[Aim]
Output only the span of lines that begins at the line containing "# test: identify the tall narrow" and ends at the last line of the data, both included, exactly as they appear.

[Supplied material]
* Start *
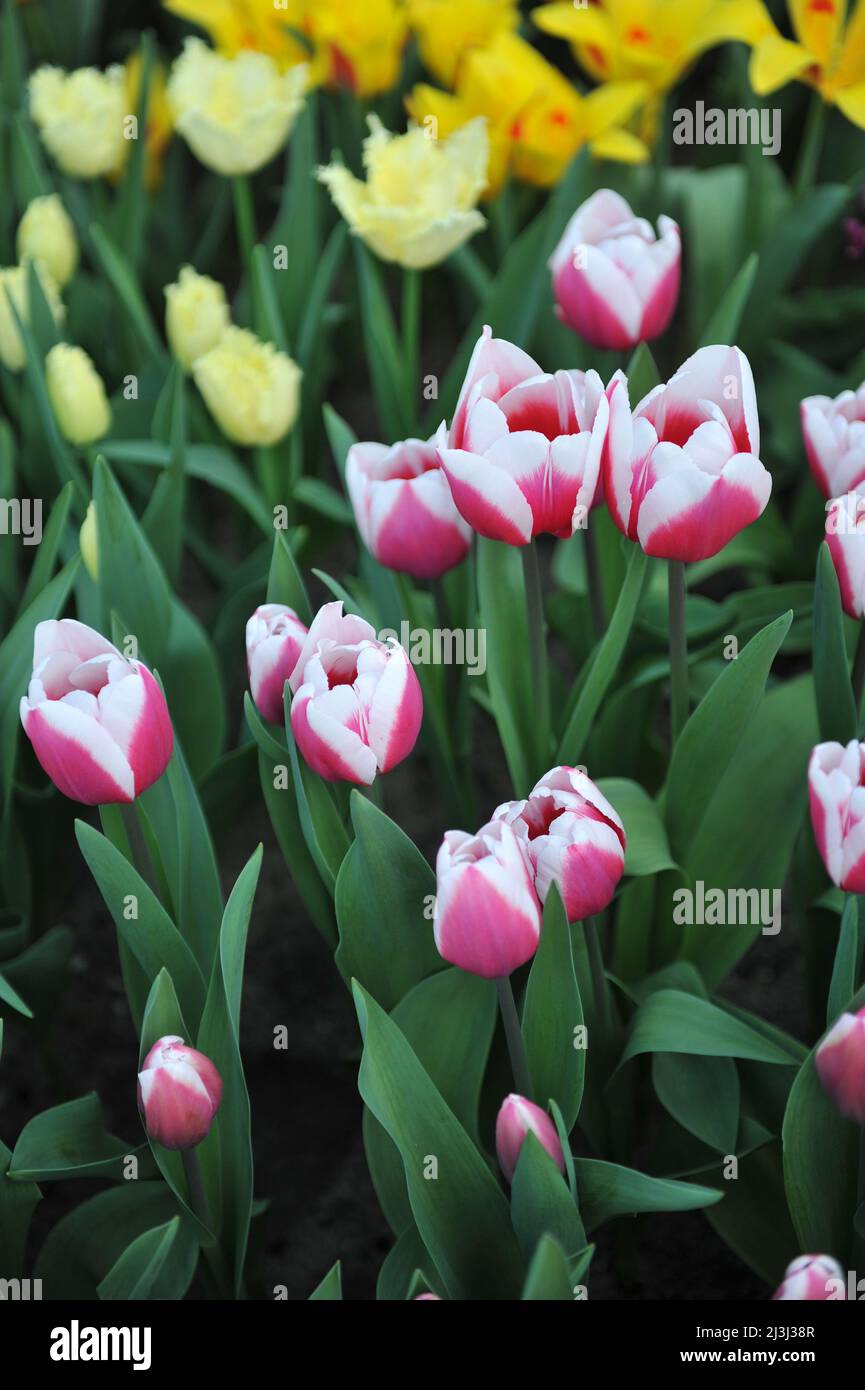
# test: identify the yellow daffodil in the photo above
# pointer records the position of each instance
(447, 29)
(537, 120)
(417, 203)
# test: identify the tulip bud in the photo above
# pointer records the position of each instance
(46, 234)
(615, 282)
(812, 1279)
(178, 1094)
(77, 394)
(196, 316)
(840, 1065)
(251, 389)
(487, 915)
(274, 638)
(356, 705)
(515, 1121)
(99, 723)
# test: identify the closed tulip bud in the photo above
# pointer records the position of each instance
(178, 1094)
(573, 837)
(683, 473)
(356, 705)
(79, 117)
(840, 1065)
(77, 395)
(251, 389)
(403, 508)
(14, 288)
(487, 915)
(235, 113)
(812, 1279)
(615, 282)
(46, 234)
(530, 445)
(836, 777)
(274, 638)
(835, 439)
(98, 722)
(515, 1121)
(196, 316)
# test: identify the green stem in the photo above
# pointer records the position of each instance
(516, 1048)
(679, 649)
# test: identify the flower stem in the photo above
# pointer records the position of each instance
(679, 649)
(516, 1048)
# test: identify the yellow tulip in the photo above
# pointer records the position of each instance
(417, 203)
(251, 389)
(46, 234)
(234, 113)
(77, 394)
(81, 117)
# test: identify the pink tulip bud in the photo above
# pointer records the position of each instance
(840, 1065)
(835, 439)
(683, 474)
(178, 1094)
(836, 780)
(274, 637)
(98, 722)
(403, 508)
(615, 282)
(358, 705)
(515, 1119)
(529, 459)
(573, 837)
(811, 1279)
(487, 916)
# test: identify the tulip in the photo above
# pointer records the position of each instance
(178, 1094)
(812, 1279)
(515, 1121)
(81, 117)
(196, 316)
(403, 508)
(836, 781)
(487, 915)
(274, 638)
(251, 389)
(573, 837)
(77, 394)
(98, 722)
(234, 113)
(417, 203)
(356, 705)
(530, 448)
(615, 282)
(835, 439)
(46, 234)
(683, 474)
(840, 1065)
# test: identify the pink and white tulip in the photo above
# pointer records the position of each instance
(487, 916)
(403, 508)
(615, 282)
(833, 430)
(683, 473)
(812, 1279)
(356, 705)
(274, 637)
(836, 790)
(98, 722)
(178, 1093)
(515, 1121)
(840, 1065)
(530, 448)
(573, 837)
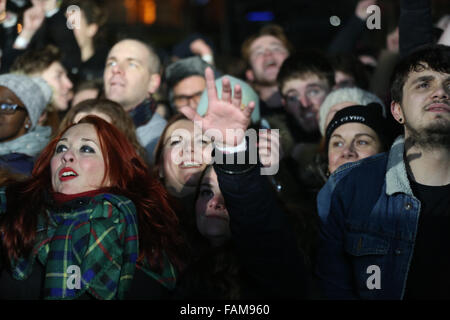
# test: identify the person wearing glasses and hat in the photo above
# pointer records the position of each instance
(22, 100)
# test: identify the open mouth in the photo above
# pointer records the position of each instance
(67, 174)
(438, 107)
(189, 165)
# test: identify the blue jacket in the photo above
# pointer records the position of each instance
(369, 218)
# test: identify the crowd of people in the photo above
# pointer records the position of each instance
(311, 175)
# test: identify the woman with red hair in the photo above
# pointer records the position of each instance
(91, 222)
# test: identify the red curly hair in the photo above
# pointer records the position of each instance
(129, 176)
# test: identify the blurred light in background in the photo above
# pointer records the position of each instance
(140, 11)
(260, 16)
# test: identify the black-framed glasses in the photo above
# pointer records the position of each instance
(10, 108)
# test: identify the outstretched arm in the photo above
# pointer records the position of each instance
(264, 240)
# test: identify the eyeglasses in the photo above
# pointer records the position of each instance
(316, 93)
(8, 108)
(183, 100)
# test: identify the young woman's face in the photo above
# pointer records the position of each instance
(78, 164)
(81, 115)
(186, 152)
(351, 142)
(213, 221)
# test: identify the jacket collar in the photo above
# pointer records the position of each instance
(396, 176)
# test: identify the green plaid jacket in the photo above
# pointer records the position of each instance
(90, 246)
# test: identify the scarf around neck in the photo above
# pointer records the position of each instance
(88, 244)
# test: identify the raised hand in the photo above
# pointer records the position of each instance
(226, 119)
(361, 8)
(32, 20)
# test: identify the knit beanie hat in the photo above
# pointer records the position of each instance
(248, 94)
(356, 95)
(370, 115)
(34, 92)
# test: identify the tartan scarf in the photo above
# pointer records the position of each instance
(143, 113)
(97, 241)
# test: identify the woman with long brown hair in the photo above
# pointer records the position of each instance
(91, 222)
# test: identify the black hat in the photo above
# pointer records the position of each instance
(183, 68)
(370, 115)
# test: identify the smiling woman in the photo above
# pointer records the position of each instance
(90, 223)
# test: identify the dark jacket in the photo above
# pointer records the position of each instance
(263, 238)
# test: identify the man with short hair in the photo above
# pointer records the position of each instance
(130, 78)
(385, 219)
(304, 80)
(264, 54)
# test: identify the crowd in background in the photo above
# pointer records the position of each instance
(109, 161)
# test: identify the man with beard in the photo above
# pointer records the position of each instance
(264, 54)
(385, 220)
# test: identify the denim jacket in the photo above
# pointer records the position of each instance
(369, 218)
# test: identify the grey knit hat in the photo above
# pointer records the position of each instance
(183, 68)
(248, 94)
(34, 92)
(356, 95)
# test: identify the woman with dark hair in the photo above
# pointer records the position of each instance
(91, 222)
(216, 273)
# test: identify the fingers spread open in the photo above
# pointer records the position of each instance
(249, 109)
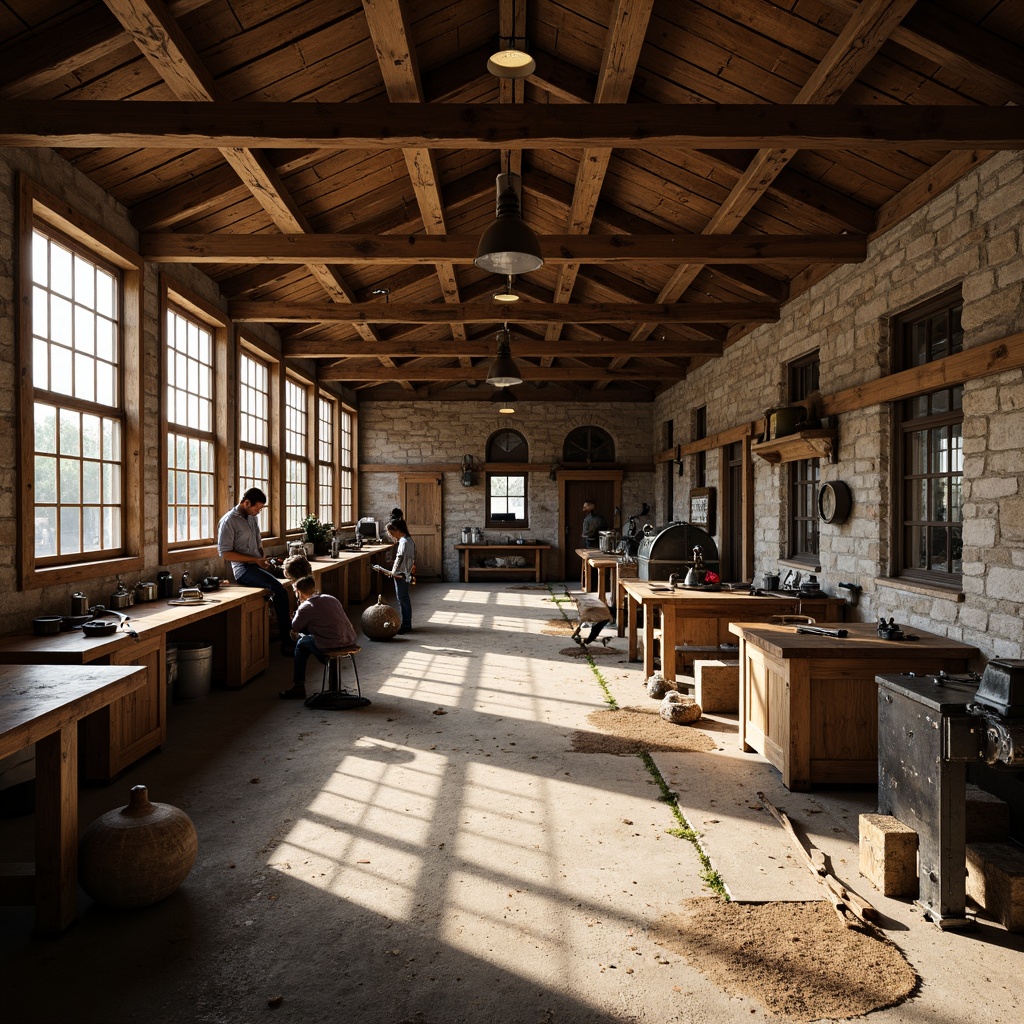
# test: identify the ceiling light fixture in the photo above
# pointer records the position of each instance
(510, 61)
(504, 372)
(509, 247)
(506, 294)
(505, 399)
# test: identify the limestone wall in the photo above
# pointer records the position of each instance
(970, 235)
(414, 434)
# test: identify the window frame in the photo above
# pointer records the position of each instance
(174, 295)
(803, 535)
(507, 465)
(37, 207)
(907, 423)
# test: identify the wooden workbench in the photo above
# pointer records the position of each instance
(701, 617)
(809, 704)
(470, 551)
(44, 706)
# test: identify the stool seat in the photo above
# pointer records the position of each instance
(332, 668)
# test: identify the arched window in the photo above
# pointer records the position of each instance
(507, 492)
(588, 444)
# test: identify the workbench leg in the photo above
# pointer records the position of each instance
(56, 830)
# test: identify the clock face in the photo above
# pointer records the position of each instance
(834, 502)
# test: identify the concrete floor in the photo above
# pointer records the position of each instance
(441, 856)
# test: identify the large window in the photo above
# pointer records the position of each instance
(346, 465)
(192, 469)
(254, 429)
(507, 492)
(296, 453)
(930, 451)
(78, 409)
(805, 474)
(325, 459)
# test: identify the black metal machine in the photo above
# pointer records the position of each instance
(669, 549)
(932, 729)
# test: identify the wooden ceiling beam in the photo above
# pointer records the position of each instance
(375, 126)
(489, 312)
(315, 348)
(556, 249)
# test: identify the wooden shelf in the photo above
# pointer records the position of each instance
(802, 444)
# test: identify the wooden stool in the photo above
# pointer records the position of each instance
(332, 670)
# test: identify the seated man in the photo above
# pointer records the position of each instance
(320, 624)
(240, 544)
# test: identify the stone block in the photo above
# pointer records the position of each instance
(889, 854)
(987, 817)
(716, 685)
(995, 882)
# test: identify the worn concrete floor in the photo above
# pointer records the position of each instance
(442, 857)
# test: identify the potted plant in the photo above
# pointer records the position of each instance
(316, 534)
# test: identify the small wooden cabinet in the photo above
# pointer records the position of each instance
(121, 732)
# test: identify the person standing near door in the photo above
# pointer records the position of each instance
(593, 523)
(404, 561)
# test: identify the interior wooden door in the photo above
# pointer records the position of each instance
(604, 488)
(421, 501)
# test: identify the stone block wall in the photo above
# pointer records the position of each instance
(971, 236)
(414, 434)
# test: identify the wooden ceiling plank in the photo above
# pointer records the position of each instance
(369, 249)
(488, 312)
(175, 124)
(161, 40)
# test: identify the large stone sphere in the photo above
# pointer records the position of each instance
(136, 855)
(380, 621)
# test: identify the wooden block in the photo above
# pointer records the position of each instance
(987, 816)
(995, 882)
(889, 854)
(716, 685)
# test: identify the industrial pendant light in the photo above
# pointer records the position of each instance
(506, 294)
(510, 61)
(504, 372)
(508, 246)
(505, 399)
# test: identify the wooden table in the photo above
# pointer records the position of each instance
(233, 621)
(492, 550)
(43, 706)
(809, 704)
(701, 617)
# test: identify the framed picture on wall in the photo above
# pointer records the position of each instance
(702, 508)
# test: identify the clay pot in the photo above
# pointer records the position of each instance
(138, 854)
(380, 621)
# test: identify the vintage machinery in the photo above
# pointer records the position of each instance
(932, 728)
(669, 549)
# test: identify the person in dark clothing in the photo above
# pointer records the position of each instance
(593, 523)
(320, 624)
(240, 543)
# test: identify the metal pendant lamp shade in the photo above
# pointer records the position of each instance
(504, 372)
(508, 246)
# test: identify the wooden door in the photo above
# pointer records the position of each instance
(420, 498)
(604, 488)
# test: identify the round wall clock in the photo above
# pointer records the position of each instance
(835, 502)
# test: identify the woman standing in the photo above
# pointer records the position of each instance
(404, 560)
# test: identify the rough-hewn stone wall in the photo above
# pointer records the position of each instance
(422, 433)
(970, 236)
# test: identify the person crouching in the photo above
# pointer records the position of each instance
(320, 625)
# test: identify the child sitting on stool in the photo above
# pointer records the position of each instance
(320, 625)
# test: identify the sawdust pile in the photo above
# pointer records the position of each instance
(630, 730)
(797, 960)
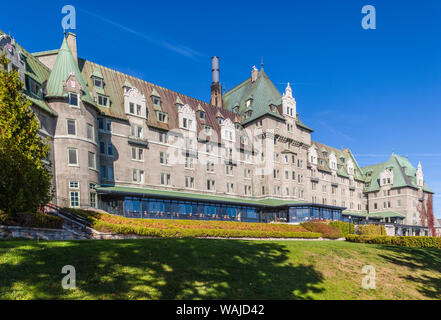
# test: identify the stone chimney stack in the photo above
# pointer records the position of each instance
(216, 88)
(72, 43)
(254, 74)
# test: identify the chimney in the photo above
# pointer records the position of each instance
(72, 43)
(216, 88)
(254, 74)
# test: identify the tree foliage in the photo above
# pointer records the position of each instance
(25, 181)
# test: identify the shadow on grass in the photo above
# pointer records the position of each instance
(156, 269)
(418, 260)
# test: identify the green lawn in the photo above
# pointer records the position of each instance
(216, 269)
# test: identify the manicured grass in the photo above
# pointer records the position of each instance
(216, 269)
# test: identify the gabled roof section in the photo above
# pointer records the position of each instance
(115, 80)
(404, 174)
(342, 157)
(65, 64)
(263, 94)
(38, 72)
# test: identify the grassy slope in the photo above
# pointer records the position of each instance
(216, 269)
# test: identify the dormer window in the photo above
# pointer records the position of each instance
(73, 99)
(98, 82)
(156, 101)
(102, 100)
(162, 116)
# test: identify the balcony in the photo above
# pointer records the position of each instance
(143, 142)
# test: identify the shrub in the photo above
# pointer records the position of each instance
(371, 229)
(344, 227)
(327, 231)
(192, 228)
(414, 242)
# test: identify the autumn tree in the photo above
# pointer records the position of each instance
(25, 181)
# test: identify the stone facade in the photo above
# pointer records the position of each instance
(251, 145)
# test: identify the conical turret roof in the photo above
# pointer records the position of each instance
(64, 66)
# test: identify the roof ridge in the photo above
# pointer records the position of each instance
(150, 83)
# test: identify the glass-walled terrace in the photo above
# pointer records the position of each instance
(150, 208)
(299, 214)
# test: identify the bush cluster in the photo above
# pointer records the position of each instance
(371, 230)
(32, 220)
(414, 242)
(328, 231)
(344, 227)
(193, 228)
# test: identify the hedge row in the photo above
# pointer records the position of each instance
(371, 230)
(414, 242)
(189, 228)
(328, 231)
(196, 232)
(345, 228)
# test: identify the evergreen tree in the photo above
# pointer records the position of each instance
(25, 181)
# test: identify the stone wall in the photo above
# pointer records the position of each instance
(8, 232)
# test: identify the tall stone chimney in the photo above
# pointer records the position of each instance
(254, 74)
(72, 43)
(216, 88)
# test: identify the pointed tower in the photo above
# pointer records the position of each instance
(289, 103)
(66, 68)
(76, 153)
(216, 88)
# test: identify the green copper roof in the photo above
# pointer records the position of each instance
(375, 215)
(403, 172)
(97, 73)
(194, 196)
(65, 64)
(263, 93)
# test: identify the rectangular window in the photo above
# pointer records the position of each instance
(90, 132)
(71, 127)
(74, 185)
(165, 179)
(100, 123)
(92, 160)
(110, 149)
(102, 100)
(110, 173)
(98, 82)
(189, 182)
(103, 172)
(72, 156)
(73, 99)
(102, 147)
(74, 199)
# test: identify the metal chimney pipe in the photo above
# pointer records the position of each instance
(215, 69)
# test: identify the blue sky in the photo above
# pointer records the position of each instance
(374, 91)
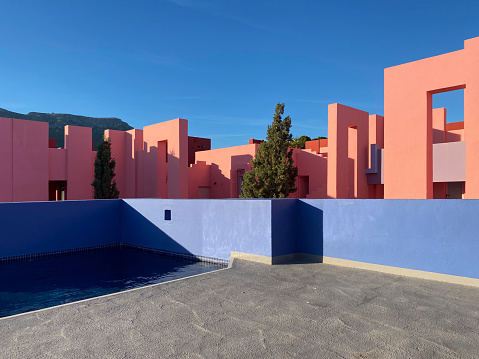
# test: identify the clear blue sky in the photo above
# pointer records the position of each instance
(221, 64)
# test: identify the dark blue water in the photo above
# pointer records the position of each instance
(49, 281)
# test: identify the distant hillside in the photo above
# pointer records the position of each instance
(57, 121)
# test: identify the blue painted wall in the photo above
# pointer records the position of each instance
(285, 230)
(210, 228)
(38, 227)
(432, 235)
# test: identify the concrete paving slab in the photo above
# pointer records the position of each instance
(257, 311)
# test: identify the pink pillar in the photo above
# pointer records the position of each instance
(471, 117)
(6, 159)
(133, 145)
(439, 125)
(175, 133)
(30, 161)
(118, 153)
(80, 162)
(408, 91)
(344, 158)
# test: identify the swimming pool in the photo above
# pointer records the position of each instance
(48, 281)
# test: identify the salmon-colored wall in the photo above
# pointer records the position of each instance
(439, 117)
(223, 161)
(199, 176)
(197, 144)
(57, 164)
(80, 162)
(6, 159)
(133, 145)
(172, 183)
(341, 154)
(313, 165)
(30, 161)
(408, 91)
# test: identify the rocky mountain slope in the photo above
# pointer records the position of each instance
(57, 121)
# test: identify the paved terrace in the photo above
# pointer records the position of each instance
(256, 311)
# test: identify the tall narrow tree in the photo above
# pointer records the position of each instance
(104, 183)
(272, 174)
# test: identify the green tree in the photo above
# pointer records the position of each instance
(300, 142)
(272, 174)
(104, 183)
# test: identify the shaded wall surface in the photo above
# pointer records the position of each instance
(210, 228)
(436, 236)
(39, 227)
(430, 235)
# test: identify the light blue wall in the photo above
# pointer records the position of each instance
* End *
[Exercise output]
# test: identify the tall narrow tree in the photo above
# pointer records the position of each instance
(104, 183)
(272, 174)
# test: identify the green tree in the photo above
# pointer records the position of each instance
(300, 142)
(272, 174)
(104, 183)
# test: identify the shaded wall surface in the photo above
# pointer records the position of each instance
(210, 228)
(436, 236)
(39, 227)
(430, 235)
# test: identify the light blue wall in the photo above
# pointer records the position of each instance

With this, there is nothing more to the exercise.